__Source__
<<<<

Big holes

Hard to believe it has been six months since I had been to the dentist. But it was true, so I had a day in the city. Fortunately the dental visit is not the subject of this blog. No holes there. But everywhere else there are signs of what is about to happen beneath the streets.

At Federation Square, Flinders Street has been partially blocked in preparation. A huge photo of the boring machine looms over the pedestrians. Signs and symbols understood only be surveyors are all over the pavements.

At the City Square next to St Pauls a big hole has been dug and a conveyor installed to take away even more dirt. All this is for the MetroTunnel which will see two new stations added to the Hoddle Grid.

On the opposite side of Swanston Street where Town Hall Station is to go, buildings are down and the archeologists have moved in. Painstakingly sifting through the foundations that go back to the 1850s. New views have opened up and the imprint of what has gone can be seen on the remaining walls and in the early footings uncovered.

>>>>

__Data section__
<<<<

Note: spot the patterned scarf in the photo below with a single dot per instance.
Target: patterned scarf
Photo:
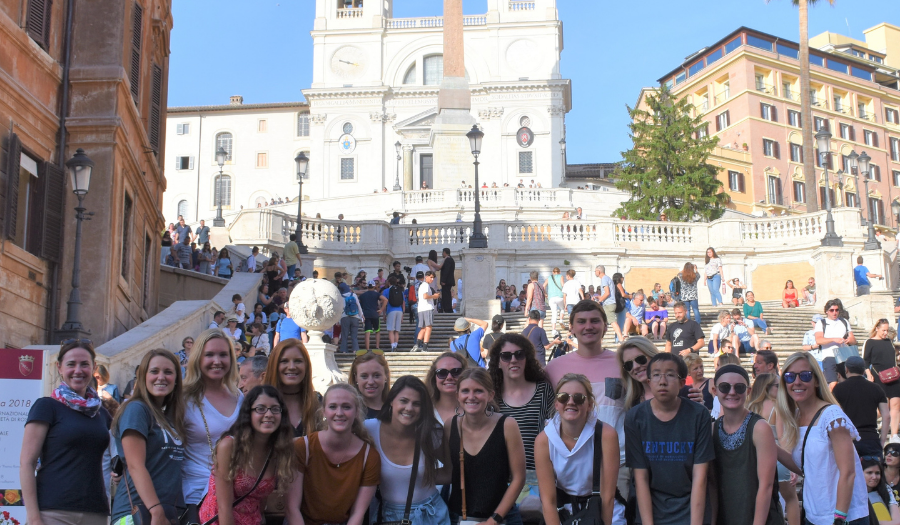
(88, 405)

>>>>

__Written request__
Copy the blog post about the MetroTunnel works word for word, from its title to its last sentence. The listing was taken from a separate source.

__Worked answer__
Big holes

Hard to believe it has been six months since I had been to the dentist. But it was true, so I had a day in the city. Fortunately the dental visit is not the subject of this blog. No holes there. But everywhere else there are signs of what is about to happen beneath the streets.

At Federation Square, Flinders Street has been partially blocked in preparation. A huge photo of the boring machine looms over the pedestrians. Signs and symbols understood only be surveyors are all over the pavements.

At the City Square next to St Pauls a big hole has been dug and a conveyor installed to take away even more dirt. All this is for the MetroTunnel which will see two new stations added to the Hoddle Grid.

On the opposite side of Swanston Street where Town Hall Station is to go, buildings are down and the archeologists have moved in. Painstakingly sifting through the foundations that go back to the 1850s. New views have opened up and the imprint of what has gone can be seen on the remaining walls and in the early footings uncovered.